■ **Challenge A**: Find each line in the listing that contains the word "face" and copy those lines out.

■ **Document segment**:
==========

Boulevard St.-Laurent eventually leads to Mile End, the locus of Montreal’s creative class, northeast of downtown and Parc du Mont-Royal. The neighbourhood, which was once a blue-collar hub of Montreal’s Jewish community, now abounds in bars, clubs and restaurants like Le Butterblume, a solid choice for dinner with a menu that includes pork schnitzel with a breading of panko and pumpkin and sunflower seeds with jalapeño mayonnaise (CA$26). Keep the good times going with a cocktail and a slightly ironic game of table tennis at the Ping Pong Club, a comfy and convivial bar, nearby (free entry).

10pm | Raise a glass

The giant Molson brewery once dominated Montreal’s riverfront in the same way that its commercial brews dominated menus around the city. But in the last decade, microbreweries have exploded onto the scene, many now sharing Mile End with the pioneer Dieu du Ciel (which turned 25 in September). HELM, one of these upstarts, has an enticing offering of rotating brews in a welcoming space. The name stands for houblon, eau, levure and malt (hops, water, yeast and malt), the main ingredients of what you’re about to drink, and it takes its craft seriously with stouts, bitters and IPAs (draft pints, CA$7).

Parc du Mont-Royal, often simply referred to as Mont-Royal, is an iconic park located in the heart of Montreal. Photo / 123rf
Parc du Mont-Royal, often simply referred to as Mont-Royal, is an iconic park located in the heart of Montreal. Photo / 123rf

Sunday

9am | No place like dome

The lasting impression of Expo 67 is most visible on the islands of Parc Jean-Drapeau, the site of many of the exhibitions. The former US pavilion, with a huge Buckminster Fuller-designed geodesic dome, is now the Biosphère, a museum occupying a graceful glassy building perched on tall stilts in the centre of the dome. (The acrylic panels of the dome burned in a 1976 fire, leaving just the steel structure.) Besides being breathtakingly beautiful, the museum offers interactive exhibitions, most kid-friendly, about environmental issues and climate change (adults, CA$22.75; 17 and under, CA$11.50). While you’re on the island, be sure to check out Trois Disques, a 70ft-tall stainless steel sculpture that Alexander Calder created in 1967 for the World’s Fair.

10am | Ride along the river

Contrast modern architecture with the industrial past by riding a Bixi bike from Parc Jean-Drapeau across the Concordia Bridge toward downtown. Watch for the Jenga-like lines of Habitat 67, the Brutalist apartment complex designed by architect Moshe Safdie. The path leads around the Five Roses flour mill, whose flashing sign is as beloved by Montrealers as the Citgo sign is by Bostonians. Montreal’s location near the eastern end of the Great Lakes helped make it the largest grain port in North America in the 1920s, a legacy you can see in the steamshiplike form of Silo No. 5, a hulking grain elevator that has stood empty since the mid-1990s. The path follows the Lachine Canal through Griffintown, a mushrooming cluster of glassy new buildings, where you can stop for a hand-rolled bagel with cream cheese (CA$3.50) at Le Trou, a tiny cafe.

==========

■ **Material supplied**:
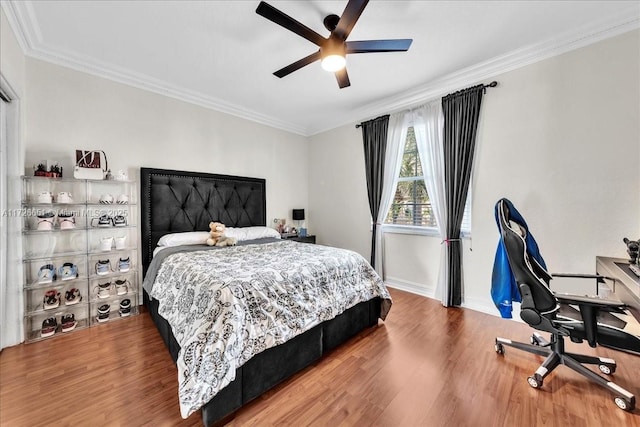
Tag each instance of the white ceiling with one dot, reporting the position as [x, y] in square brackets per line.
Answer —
[221, 54]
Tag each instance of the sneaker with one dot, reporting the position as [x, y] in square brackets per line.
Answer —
[106, 199]
[47, 273]
[119, 221]
[45, 197]
[103, 267]
[68, 322]
[49, 327]
[103, 290]
[124, 264]
[66, 220]
[72, 296]
[64, 197]
[122, 287]
[120, 242]
[51, 300]
[125, 307]
[45, 221]
[68, 271]
[103, 313]
[103, 221]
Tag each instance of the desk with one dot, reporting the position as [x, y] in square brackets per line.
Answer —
[625, 285]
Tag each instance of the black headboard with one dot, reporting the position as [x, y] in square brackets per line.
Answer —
[175, 201]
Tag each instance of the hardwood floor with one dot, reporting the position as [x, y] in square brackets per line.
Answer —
[425, 366]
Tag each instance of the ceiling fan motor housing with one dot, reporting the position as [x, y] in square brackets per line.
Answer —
[331, 22]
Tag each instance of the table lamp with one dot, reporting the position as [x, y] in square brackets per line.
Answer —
[298, 215]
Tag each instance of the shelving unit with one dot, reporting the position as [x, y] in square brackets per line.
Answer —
[82, 246]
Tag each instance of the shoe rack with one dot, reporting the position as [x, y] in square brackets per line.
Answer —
[86, 230]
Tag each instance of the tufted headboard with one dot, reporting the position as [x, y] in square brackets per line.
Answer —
[175, 201]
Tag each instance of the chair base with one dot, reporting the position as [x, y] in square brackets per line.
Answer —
[555, 356]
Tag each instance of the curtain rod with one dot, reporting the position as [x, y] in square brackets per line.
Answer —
[4, 96]
[492, 84]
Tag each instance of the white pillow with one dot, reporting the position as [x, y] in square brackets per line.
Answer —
[186, 238]
[251, 233]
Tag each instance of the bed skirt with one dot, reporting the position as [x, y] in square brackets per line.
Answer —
[274, 365]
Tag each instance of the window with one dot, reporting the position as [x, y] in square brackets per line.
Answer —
[411, 205]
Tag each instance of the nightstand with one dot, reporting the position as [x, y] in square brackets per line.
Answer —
[306, 239]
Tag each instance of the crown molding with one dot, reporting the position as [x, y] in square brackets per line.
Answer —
[584, 36]
[22, 19]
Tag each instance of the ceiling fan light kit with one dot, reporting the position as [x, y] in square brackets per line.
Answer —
[333, 49]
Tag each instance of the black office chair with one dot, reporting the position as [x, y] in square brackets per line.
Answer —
[598, 321]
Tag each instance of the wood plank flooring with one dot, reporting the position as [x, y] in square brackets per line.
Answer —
[425, 366]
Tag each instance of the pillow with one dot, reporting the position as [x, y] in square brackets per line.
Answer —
[251, 233]
[186, 238]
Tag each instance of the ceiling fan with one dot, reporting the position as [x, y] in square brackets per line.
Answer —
[333, 49]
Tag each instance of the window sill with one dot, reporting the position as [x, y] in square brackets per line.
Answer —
[417, 231]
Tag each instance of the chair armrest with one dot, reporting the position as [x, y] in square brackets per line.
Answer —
[599, 302]
[583, 276]
[589, 308]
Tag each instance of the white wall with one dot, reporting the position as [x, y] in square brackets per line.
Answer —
[12, 72]
[69, 110]
[560, 138]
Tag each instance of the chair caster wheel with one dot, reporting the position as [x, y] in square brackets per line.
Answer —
[607, 369]
[624, 404]
[534, 382]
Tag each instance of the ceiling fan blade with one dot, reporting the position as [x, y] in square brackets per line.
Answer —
[349, 18]
[284, 20]
[297, 65]
[343, 78]
[368, 46]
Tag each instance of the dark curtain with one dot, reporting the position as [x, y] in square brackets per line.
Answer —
[461, 112]
[374, 137]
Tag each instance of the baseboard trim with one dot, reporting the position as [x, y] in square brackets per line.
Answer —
[476, 304]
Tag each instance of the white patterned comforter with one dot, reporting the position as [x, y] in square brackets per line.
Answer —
[226, 305]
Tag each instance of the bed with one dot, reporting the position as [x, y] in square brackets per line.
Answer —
[181, 202]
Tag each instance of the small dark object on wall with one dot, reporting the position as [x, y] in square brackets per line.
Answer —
[633, 247]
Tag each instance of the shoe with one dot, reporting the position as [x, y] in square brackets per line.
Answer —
[66, 220]
[125, 307]
[103, 313]
[45, 221]
[68, 322]
[72, 296]
[68, 271]
[106, 199]
[64, 197]
[103, 221]
[103, 290]
[120, 242]
[47, 273]
[122, 287]
[51, 300]
[45, 197]
[119, 221]
[49, 327]
[124, 264]
[103, 267]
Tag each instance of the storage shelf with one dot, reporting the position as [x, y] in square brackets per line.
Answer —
[78, 246]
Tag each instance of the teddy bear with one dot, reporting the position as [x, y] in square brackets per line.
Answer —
[217, 236]
[633, 248]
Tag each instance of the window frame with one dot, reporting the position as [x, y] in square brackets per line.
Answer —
[425, 230]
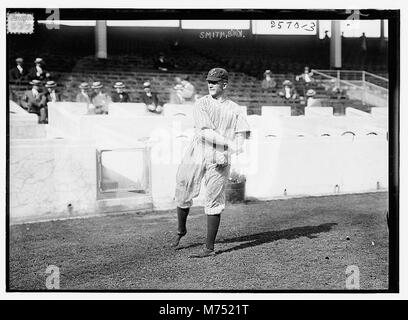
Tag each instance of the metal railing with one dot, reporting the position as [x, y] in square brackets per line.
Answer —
[369, 88]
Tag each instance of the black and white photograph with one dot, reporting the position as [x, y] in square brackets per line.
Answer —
[202, 150]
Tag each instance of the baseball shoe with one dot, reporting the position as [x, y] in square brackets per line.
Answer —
[176, 240]
[203, 253]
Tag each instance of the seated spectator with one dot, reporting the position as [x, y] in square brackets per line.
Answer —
[311, 101]
[51, 95]
[83, 96]
[162, 64]
[268, 83]
[38, 72]
[288, 91]
[182, 92]
[306, 79]
[120, 95]
[34, 101]
[151, 99]
[19, 72]
[334, 90]
[100, 100]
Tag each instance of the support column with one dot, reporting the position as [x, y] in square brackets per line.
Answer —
[101, 51]
[382, 36]
[335, 45]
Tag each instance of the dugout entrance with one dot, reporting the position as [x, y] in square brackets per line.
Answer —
[123, 172]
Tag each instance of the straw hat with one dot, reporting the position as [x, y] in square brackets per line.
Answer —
[84, 85]
[97, 85]
[50, 84]
[119, 85]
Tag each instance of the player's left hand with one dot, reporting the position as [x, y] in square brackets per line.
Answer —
[221, 159]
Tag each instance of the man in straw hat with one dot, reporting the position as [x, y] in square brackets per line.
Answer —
[120, 95]
[51, 95]
[220, 130]
[38, 72]
[311, 101]
[83, 96]
[151, 99]
[100, 100]
[34, 101]
[288, 91]
[19, 72]
[268, 83]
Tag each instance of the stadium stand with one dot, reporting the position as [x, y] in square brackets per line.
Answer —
[70, 60]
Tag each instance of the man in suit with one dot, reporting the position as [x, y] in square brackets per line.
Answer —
[268, 83]
[83, 96]
[38, 72]
[120, 95]
[99, 99]
[18, 73]
[288, 92]
[151, 100]
[35, 101]
[51, 95]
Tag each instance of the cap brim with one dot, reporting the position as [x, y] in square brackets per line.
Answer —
[213, 79]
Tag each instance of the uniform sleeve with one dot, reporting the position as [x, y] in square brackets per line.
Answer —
[242, 125]
[201, 117]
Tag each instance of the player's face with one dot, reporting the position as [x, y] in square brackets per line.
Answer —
[216, 88]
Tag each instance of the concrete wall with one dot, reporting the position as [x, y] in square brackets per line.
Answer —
[46, 175]
[286, 156]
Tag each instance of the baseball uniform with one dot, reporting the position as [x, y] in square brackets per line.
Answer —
[226, 119]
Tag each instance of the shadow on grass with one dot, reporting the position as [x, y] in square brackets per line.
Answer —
[257, 239]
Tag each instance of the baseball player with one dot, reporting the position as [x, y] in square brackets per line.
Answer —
[220, 130]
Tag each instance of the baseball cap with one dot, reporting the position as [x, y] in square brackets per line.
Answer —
[217, 74]
[119, 85]
[35, 82]
[50, 84]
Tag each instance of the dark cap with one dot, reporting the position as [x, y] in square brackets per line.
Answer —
[217, 74]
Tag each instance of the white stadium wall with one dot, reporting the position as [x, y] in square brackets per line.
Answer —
[56, 175]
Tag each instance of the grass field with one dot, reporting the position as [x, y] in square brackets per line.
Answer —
[303, 244]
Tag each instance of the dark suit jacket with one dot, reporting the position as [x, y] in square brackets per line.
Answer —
[48, 96]
[81, 98]
[14, 74]
[123, 97]
[33, 74]
[154, 99]
[32, 104]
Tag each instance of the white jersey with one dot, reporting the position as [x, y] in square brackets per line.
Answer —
[225, 117]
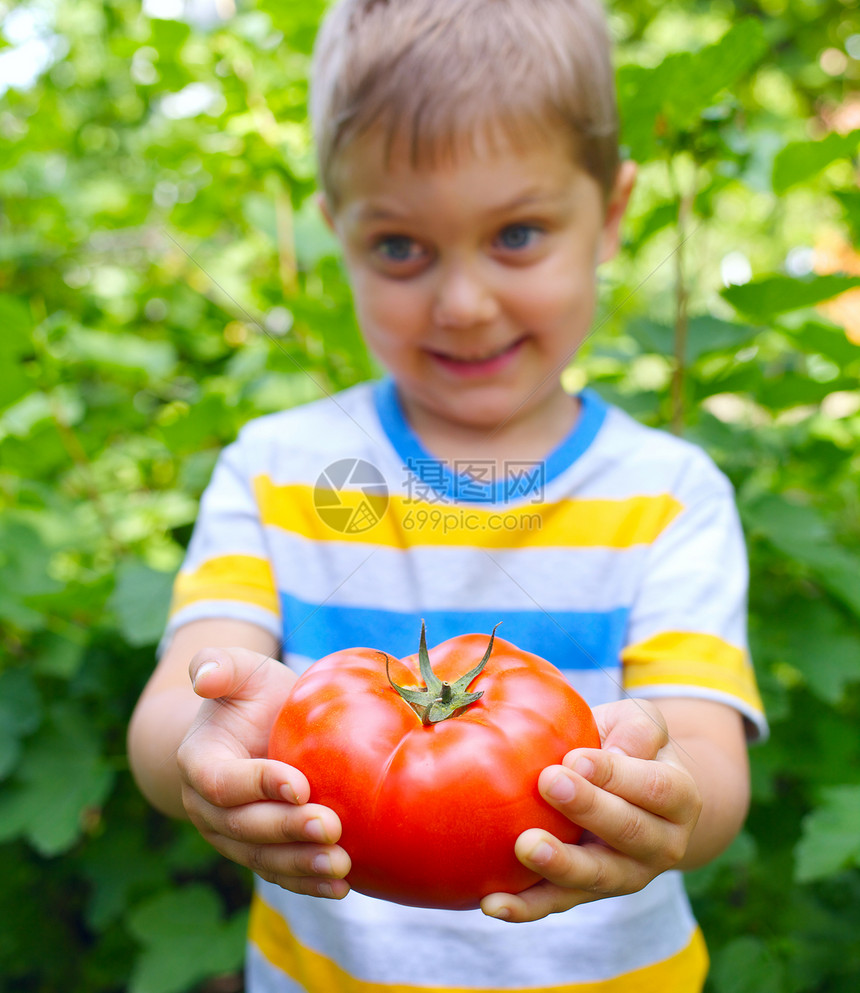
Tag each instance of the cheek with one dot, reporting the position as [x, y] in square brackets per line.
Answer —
[388, 311]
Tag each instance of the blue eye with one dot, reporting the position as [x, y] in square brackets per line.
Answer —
[516, 236]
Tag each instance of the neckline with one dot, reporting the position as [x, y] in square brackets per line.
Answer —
[524, 481]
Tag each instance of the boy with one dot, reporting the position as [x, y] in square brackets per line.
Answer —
[469, 166]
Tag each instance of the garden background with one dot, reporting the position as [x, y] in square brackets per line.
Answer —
[165, 276]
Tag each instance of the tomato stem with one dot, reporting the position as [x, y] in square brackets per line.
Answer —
[438, 700]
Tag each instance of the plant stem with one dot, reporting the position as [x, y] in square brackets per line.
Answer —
[682, 299]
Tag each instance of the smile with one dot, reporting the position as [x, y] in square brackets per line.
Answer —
[479, 365]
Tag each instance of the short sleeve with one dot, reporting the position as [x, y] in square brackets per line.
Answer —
[227, 572]
[687, 633]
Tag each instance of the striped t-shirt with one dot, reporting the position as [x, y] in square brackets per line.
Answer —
[619, 558]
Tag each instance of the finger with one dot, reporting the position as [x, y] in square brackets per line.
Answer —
[574, 874]
[623, 825]
[633, 727]
[663, 787]
[225, 780]
[312, 869]
[267, 823]
[234, 672]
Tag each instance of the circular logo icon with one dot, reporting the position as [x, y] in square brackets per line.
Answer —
[351, 496]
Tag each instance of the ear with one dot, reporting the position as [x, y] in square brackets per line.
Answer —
[615, 207]
[325, 210]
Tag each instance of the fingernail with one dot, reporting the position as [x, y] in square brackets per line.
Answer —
[315, 830]
[205, 668]
[289, 794]
[541, 853]
[583, 766]
[561, 789]
[322, 865]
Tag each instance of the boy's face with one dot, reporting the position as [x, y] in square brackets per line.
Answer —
[474, 279]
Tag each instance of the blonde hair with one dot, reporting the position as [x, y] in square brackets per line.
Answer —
[439, 71]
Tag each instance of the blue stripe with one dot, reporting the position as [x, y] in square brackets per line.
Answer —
[528, 478]
[568, 639]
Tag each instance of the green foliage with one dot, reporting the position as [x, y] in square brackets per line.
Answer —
[165, 276]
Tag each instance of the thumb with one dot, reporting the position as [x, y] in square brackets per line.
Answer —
[233, 672]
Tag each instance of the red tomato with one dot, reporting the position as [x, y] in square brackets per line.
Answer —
[433, 784]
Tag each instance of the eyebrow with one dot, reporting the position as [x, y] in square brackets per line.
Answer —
[369, 213]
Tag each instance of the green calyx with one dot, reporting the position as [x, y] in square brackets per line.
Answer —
[438, 700]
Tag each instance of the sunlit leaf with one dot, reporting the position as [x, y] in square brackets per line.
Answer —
[799, 161]
[772, 295]
[831, 835]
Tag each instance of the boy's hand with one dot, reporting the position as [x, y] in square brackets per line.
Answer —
[638, 804]
[235, 796]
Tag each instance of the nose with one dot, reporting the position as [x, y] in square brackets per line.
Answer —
[463, 297]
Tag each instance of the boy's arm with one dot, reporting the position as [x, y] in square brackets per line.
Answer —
[197, 745]
[669, 789]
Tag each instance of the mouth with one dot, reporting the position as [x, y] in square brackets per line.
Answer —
[480, 363]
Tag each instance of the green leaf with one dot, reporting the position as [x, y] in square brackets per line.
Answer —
[184, 940]
[705, 334]
[830, 840]
[824, 339]
[141, 600]
[816, 639]
[804, 536]
[849, 200]
[674, 94]
[120, 865]
[24, 573]
[156, 359]
[799, 161]
[15, 343]
[61, 776]
[772, 295]
[747, 965]
[20, 715]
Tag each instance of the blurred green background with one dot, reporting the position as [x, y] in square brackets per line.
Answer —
[164, 277]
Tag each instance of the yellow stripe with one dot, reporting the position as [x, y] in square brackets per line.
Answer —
[228, 577]
[692, 659]
[682, 973]
[405, 522]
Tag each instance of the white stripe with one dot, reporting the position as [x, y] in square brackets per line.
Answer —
[447, 947]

==========

■ **Challenge B**: In the Montreal travel piece, condense the paragraph beginning "The giant Molson brewery once dominated" into a short bulleted list that keeps its main facts.

■ **Correct output A**:
Tag each instance of the player's face with one dot, reporting the position as [x, y] in square brackets per line.
Tag each instance of the boy's face with one dot, reporting the position as [x, y] in square brackets per line.

■ **Correct output B**:
- The giant Molson brewery once dominated Montreal's riverfront, and its commercial brews dominated menus around the city.
- In the last decade, microbreweries have exploded onto the scene. Many now share Mile End with the pioneer Dieu du Ciel, which turned 25 in September.
- HELM, one of the newcomers, offers rotating brews in a welcoming space.
- Its name stands for houblon, eau, levure and malt (hops, water, yeast and malt).
- It serves stouts, bitters and IPAs, with draft pints at CA$7.